WHAT IS ASKED
Starting from the line that contains "Each instance of the crenellated", reproduce each line exactly through the end of the material, and include no other lines.

INPUT ROWS
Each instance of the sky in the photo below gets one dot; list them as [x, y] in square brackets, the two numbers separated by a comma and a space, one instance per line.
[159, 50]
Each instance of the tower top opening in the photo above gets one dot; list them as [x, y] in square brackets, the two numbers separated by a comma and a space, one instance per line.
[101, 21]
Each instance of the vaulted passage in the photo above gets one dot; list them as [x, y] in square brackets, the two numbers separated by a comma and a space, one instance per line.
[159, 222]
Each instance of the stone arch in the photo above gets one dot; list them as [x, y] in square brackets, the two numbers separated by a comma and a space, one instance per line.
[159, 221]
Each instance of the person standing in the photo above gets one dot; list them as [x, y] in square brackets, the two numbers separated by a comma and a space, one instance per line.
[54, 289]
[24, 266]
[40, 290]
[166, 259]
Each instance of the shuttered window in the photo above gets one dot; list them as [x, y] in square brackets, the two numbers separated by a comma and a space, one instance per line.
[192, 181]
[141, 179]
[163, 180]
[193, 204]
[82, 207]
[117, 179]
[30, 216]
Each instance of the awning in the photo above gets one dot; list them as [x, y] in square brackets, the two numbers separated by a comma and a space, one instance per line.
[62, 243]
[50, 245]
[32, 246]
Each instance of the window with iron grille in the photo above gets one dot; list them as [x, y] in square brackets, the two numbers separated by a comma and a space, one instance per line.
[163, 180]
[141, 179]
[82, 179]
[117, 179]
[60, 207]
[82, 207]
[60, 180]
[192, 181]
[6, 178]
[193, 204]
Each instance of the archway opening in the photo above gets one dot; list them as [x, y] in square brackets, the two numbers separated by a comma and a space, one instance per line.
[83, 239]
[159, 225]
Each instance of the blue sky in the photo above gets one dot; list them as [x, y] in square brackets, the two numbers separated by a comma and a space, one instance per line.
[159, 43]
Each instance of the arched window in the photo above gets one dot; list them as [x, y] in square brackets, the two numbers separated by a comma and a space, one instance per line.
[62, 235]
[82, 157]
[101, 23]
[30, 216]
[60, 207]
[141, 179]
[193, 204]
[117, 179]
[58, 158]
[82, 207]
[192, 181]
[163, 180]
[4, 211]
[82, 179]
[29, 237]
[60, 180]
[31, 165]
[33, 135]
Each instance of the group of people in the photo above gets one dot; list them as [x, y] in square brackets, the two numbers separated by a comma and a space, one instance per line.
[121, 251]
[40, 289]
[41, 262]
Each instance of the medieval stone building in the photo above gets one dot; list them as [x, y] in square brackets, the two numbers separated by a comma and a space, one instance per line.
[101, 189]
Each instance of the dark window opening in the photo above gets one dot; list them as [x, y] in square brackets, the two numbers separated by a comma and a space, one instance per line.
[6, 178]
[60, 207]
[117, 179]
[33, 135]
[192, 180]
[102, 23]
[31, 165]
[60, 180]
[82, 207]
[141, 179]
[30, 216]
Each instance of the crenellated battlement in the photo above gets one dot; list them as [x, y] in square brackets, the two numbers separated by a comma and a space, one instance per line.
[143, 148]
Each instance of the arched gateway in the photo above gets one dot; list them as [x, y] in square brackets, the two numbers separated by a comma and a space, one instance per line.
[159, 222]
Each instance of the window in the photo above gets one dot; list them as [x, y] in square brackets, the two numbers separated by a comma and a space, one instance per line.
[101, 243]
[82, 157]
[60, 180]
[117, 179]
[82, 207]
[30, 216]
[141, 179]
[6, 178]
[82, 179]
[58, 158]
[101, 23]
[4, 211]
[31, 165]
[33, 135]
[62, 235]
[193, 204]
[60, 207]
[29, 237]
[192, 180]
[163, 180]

ANSWER IN FULL
Each instance of the crenellated battlement in the photo above gets one dot; list them as [x, y] in square brackets, the two numbers separated by a comma and a space, one instance per line.
[143, 148]
Each instance of the arched gateway in the photo above gets one dot; list them as [x, y] in square brackets, the two numbers separated by a comma and a space, one instance per line.
[159, 222]
Each instance of the window in the photo above gets one dot; list them as [x, y] in square brackets, the two numbers separated by a comma and a space, one instance per line.
[101, 243]
[82, 157]
[60, 180]
[117, 179]
[82, 207]
[30, 216]
[141, 179]
[6, 178]
[82, 179]
[58, 158]
[101, 23]
[4, 211]
[31, 165]
[33, 135]
[62, 235]
[193, 204]
[60, 207]
[29, 237]
[192, 180]
[163, 180]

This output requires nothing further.